_SHORT PROBLEM_: Extract each line of the rows below that contains the string "work", and copy those lines unchanged in their original order.

##### TASK DATA #####

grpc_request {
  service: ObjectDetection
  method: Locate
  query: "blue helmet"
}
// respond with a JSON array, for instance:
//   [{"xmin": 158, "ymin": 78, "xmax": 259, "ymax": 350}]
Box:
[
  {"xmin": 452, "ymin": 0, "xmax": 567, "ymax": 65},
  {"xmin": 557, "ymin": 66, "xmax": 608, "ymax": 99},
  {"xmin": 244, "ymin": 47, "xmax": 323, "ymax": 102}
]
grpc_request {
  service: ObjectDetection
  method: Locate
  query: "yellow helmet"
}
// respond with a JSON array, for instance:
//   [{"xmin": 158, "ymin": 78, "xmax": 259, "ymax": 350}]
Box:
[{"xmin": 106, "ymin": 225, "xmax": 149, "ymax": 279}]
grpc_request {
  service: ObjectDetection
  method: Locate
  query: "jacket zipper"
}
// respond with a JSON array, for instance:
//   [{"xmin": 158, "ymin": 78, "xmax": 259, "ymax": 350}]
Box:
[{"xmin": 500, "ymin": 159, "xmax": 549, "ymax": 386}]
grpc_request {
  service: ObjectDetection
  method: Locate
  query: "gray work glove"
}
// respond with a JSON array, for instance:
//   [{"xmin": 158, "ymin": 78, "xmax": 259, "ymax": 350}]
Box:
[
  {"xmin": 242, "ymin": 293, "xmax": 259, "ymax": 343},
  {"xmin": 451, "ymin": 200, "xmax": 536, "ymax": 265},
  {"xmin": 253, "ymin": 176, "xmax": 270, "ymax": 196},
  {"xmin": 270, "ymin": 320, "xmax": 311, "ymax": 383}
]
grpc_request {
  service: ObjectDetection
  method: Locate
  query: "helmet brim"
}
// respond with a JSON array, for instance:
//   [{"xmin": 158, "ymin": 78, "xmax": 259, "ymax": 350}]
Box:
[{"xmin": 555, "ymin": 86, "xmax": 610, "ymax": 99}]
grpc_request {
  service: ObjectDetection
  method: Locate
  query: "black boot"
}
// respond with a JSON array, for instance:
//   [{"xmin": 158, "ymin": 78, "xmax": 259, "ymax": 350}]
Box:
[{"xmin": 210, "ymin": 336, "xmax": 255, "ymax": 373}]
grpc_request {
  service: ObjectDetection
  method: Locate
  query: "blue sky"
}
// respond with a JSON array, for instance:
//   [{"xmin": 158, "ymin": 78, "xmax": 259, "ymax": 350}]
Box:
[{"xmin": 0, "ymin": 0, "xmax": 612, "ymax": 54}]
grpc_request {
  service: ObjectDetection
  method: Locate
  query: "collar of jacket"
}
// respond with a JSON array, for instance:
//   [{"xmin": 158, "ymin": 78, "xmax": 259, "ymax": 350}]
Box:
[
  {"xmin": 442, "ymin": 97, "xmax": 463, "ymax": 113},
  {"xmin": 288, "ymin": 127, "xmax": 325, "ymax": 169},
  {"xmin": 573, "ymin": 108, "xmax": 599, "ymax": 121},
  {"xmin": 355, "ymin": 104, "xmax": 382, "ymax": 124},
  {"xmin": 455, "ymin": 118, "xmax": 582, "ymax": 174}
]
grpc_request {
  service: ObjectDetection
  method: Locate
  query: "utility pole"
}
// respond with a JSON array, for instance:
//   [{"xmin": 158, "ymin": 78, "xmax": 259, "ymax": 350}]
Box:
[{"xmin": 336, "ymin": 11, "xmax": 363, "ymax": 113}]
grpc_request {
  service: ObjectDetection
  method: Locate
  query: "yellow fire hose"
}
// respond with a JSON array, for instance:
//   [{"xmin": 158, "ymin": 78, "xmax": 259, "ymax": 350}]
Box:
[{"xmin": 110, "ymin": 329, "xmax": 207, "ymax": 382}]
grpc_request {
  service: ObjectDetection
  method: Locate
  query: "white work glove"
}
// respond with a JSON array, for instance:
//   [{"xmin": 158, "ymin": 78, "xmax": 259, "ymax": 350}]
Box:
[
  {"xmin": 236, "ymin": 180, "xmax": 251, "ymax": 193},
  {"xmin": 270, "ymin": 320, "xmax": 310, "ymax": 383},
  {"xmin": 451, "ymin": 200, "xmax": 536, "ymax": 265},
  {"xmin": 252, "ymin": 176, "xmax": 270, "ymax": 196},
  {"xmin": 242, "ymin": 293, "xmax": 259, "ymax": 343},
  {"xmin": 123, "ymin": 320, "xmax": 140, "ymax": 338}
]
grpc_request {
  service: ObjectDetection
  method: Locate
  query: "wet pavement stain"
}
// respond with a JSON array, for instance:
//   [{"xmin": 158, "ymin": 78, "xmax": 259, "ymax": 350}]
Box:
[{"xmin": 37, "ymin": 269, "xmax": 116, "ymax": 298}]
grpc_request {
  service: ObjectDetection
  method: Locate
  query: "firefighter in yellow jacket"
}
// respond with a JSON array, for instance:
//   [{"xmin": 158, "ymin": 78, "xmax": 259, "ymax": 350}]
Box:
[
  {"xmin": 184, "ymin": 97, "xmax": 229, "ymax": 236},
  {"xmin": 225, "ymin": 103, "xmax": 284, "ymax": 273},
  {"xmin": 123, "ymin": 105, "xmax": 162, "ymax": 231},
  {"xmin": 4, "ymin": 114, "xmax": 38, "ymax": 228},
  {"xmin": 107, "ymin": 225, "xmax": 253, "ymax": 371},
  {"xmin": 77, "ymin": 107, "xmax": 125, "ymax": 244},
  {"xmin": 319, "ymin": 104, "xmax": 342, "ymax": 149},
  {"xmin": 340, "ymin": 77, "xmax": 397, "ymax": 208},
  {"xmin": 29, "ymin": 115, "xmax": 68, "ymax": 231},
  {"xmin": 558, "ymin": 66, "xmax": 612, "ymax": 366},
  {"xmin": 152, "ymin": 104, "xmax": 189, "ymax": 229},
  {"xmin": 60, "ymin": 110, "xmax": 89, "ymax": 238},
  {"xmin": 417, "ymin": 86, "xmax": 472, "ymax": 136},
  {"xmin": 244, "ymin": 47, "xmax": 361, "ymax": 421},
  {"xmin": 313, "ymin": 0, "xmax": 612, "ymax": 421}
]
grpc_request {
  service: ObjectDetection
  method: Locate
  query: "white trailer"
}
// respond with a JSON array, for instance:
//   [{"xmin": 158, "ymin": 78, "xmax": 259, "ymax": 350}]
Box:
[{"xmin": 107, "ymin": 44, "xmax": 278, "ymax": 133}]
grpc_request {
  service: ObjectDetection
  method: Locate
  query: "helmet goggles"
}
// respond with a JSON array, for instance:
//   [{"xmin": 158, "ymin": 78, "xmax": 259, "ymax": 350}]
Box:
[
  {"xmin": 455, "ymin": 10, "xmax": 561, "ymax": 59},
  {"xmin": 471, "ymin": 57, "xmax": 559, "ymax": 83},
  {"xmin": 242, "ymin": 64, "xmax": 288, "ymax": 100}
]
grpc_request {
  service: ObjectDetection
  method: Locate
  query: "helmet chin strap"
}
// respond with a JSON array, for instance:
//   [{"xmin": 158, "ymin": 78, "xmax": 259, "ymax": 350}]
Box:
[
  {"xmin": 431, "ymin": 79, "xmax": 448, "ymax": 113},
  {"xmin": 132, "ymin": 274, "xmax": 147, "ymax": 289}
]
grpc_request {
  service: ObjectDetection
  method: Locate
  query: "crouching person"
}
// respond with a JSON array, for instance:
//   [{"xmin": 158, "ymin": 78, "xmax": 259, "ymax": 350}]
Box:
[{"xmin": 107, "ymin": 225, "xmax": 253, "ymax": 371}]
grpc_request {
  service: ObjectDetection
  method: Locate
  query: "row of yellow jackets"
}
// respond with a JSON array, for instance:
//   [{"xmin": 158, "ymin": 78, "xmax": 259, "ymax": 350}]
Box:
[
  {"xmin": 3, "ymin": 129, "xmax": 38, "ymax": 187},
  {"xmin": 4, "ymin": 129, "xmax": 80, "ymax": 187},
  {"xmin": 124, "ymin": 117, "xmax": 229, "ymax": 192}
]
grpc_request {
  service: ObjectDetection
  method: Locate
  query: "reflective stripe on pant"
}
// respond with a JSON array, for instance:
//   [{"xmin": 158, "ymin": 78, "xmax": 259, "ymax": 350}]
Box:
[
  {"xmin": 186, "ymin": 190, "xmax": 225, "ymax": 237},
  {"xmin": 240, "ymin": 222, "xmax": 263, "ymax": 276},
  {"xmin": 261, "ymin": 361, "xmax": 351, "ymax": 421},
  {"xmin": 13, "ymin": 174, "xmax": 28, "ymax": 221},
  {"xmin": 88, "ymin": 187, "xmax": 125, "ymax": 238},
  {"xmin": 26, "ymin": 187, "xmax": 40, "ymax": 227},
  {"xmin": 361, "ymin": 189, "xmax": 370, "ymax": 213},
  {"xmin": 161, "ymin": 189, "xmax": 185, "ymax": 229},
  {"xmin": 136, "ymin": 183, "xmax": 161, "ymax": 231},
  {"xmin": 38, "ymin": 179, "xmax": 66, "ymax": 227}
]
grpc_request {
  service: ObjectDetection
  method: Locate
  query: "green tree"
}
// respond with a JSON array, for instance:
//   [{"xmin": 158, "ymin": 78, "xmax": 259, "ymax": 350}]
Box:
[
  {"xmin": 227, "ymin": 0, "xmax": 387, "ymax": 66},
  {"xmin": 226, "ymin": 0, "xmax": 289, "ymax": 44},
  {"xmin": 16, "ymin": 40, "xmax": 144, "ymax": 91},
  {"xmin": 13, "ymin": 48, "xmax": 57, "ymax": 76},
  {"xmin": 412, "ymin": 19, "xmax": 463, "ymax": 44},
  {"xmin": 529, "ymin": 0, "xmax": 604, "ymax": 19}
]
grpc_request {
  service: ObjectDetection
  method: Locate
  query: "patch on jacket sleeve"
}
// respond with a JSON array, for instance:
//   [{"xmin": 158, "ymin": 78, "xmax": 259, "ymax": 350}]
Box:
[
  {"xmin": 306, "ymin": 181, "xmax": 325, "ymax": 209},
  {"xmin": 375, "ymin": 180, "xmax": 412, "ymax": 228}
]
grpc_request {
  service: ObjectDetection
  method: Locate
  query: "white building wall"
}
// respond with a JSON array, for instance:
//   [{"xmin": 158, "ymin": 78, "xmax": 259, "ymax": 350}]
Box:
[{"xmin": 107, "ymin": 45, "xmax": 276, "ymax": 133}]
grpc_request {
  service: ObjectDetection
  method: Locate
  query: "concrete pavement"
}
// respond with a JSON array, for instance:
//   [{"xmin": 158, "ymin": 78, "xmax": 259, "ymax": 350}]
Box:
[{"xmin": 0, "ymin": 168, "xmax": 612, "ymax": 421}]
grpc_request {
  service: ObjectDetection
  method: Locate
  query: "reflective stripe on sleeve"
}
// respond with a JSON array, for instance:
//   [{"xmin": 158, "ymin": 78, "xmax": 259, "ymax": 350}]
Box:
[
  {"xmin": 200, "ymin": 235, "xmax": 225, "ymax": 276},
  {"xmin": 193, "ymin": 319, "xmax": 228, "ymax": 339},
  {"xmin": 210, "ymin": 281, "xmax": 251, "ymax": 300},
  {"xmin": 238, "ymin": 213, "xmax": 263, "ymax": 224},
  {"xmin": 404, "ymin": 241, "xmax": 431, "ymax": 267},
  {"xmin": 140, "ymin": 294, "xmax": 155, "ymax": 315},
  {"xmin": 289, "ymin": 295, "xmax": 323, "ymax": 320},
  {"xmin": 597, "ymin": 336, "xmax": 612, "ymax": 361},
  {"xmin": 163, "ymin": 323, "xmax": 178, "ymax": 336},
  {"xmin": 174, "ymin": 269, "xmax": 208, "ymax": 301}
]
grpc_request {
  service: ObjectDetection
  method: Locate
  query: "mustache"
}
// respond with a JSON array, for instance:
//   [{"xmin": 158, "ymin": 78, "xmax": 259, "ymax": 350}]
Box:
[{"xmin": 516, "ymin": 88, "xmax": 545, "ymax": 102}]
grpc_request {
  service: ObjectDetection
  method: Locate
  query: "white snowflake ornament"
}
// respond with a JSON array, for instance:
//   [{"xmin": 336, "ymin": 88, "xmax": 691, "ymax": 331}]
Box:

#####

_SOLVED PROBLEM_:
  query: "gray work glove"
  query: "white work glove"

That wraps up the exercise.